## Text shown
In order to quantify the impact of the designed schemes five core key performance indicators (KPIs) along with a set of use cases are defined. The use cases are then translated into test cases for the two pilots, which are the district heating system in Luleå (Sweden) and heating and cooling system for the Son Llatzer hospital in Mallorca (Spain). Only the test cases relevant for the respective pilots are assessed in relation to the KPIs.

The proposed KPIs are:
- KPI-1 Reduced energy consumption;
- KPI-2 Reduced peak loads;
- KPI-3 Increased consumer flexibility;
- KPI-4 Validated digital twin;
- KPI-5 Increased economic benefit.

The development was initiated by an analysis phase where requirements and an architecture for the OPTi Framework were defined. This was followed by the build phase, where OPTi-Sim, models, methods for economic aspects and for control and optimization aspects were derived. That work was conducted in 3 development work packages. The subsequent validation phase then contained the integration work and all test and analysis activities. In the final outreach phase the focus shifted partially from technical work to promoting the results to stakeholder, while still efforts had to be placed on the finalization of all technical activities.

At the end all foreseen tests have been conducted in either simulation or real life and the acquired data from the tests was analyzed to assess the KPIs. In general, it can be concluded that all KPIs were assessed with good results and that all foreseen methods and tools as stated above were developed for the optimization of DHC systems operation and design. It also includes unforeseen tools, which target the controller tuning for building substations.

Testing of the methodologies and tools has been conducted in both real life and in OPTi-Sim.

The project has resulted in the following achievements with respect to the KPIs: The potential for energy saving in buildings is estimated to up to 10% and savings in energy by reduction of losses is up to 2% for the complete distribution grid in Luleå; peak loads can be reduced by more than 40% in Luleå pilot and in the hospital for shiftable peak loads up to 61%; the comfort flexibility range for users was established to be plus/minus 1 degree Celsius; the validity of OPTi-Sim was 90% for replication of real-life events; and finally the economic benefit can be increased in the range of 1-23%.

While the results for KPI-2 and KPI-5 are a clear success, the results for KPI-1, KPI-2, and KPI-4 create a good real-life impact, are somewhat under the initial expectation of the project.

Nevertheless, the application of the developed tools in the OPTi-Framework to an existing DHC system enable increased energy efficiency, with a minimum of investments in hardware upgrades. Deploying remote access to building substations for sensing and actuation will further increase the energy efficiency. In addition, introducing the proposed consumer interaction device virtual knob, will also enable the consideration of the consumer flexibility in operation decision of the DHC system and buildings. Replication to other DHC system than the pilots used in OPTi is straightforward, but will require knowledge transfer to the replicating utility and training of the engineers and operators at the utility.
While the approach taken by OPTi make use of a classical and well-known workflow, the capabilities of the components have been enhanced well beyond the state of the art. The key innovations of the project are the virtual knob concept and automated model generation of the digital twin which constitutes a break-through, reducing the manual modeling effort to a minimum.

Most of the components of the OPTi Framework are exploitable assets which are now under investigation by stakeholder to further develop them to market-ready products. Some of the assets will also be exploited through the use of open-source distribution of tools. The stakeholder engagement was achieved through the participation in industry events and organisation of workshops at scientific conferences. The consortium has published 29 scientific articles throughout the duration of the project.
It can be concluded that the OPTi project was a success and has led to a number of innovations which will have an impact on the energy efficiency of district heating and cooling systems.

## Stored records
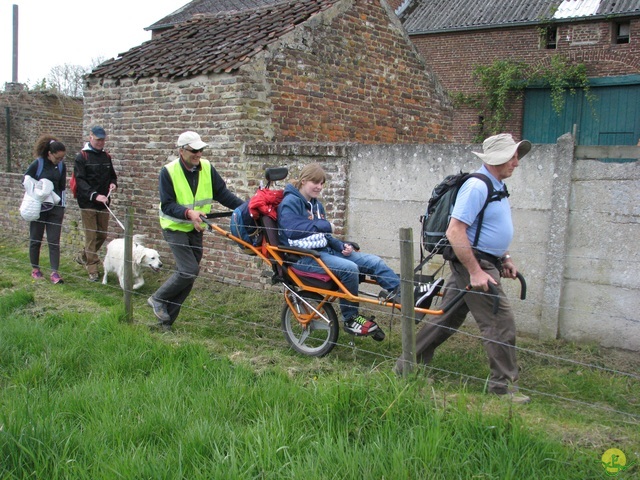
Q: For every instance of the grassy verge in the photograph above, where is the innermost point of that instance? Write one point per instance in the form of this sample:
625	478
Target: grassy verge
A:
85	395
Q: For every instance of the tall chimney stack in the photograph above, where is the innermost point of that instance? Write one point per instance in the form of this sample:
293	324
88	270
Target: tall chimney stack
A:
14	76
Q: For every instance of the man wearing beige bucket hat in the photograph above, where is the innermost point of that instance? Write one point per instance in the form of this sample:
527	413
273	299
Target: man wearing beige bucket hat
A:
479	263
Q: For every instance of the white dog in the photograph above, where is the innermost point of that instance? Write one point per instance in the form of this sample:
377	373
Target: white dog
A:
114	260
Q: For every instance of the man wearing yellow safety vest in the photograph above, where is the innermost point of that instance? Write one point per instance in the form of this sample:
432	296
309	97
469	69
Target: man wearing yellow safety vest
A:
188	186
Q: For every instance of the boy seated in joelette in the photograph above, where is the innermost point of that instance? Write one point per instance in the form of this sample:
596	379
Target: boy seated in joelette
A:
302	223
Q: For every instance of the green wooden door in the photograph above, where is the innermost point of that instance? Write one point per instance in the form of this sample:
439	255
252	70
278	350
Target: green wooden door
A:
610	117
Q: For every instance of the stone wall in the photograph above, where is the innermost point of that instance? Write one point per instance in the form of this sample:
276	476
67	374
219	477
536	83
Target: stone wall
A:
32	114
576	225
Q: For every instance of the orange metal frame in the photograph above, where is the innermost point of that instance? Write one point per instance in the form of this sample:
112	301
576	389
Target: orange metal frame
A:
267	252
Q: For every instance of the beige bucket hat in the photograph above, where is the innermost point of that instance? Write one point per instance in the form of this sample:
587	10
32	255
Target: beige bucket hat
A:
499	149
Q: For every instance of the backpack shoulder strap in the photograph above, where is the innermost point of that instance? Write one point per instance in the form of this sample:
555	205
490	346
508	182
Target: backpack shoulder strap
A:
490	198
40	167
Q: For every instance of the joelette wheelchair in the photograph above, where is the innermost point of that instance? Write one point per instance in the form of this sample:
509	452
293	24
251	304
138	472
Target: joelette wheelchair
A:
309	321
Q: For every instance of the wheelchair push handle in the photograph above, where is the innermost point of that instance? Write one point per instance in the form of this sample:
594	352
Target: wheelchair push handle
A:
523	286
493	291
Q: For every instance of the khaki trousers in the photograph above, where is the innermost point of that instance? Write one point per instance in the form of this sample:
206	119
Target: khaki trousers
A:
498	330
96	228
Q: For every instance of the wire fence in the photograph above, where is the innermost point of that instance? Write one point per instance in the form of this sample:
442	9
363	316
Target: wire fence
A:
207	279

## Work instructions
1. In the OPTi project summary, how many scientific articles did the consortium publish over the course of the project?
2. Quote the stretch of the OPTi project summary from "Most of the" through "and cooling systems.".
You will not need the listing for this work.

## Numbered responses
1. 29

2.
Most of the components of the OPTi Framework are exploitable assets which are now under investigation by stakeholder to further develop them to market-ready products. Some of the assets will also be exploited through the use of open-source distribution of tools. The stakeholder engagement was achieved through the participation in industry events and organisation of workshops at scientific conferences. The consortium has published 29 scientific articles throughout the duration of the project.
It can be concluded that the OPTi project was a success and has led to a number of innovations which will have an impact on the energy efficiency of district heating and cooling systems.